EXERCISE MATERIAL –
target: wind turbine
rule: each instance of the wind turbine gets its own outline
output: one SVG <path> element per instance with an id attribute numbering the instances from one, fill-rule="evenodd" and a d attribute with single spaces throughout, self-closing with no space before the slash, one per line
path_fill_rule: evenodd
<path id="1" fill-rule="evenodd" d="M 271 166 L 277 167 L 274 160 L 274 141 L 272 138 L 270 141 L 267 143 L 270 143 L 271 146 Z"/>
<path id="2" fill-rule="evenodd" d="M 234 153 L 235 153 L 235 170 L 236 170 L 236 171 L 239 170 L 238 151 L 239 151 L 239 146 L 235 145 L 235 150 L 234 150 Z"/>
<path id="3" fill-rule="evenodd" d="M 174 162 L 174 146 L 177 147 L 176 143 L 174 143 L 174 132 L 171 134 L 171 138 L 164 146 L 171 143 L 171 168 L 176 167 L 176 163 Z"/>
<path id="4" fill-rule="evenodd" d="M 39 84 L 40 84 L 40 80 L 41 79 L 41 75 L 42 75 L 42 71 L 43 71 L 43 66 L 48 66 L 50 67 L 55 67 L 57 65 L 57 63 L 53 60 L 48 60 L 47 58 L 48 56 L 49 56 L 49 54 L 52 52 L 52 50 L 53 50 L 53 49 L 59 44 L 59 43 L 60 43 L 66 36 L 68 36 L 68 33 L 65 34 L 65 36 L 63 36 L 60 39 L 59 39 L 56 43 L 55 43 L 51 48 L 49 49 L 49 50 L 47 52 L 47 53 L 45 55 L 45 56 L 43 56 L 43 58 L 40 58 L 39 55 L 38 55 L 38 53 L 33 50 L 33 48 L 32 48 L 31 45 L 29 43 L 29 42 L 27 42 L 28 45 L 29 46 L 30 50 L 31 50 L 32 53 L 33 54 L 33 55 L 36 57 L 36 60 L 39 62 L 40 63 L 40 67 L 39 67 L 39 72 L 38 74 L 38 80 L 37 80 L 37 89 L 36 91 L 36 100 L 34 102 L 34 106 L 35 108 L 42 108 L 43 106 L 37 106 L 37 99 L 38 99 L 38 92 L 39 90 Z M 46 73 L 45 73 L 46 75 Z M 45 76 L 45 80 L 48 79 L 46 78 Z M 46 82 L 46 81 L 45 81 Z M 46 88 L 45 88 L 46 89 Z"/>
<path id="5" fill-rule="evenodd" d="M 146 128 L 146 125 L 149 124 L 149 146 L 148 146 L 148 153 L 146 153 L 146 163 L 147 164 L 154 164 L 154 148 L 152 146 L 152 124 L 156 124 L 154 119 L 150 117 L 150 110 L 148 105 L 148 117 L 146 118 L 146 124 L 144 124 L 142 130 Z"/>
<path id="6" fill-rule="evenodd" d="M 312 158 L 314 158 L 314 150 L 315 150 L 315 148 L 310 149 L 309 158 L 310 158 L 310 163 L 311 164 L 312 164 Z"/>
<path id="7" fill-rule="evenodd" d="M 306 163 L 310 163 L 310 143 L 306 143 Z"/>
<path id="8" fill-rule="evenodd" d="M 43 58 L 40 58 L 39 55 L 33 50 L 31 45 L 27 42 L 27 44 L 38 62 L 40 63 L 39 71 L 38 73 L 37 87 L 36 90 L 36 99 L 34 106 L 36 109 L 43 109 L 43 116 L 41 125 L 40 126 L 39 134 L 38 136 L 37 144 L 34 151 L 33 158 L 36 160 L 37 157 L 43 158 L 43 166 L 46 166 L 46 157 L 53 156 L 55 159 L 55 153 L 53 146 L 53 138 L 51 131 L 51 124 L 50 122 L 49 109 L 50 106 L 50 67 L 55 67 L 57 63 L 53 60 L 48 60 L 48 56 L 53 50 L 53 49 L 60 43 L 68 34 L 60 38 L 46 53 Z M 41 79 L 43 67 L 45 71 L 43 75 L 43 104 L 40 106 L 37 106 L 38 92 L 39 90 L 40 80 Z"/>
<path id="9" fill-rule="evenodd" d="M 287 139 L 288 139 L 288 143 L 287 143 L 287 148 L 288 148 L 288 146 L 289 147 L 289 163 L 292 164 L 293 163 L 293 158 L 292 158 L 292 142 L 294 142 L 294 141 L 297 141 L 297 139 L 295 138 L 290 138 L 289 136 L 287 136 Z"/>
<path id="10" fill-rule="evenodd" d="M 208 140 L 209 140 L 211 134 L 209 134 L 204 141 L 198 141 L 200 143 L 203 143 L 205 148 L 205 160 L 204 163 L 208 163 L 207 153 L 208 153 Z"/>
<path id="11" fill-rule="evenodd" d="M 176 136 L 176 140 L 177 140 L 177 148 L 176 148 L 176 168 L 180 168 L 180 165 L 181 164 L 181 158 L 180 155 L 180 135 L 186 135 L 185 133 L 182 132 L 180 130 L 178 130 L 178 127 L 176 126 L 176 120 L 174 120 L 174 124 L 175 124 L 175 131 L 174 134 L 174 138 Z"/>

SET PROBLEM –
Count the lines in the rows above that contain the word "wind". Reply with the number alone.

ANSWER TO THIS EXERCISE –
2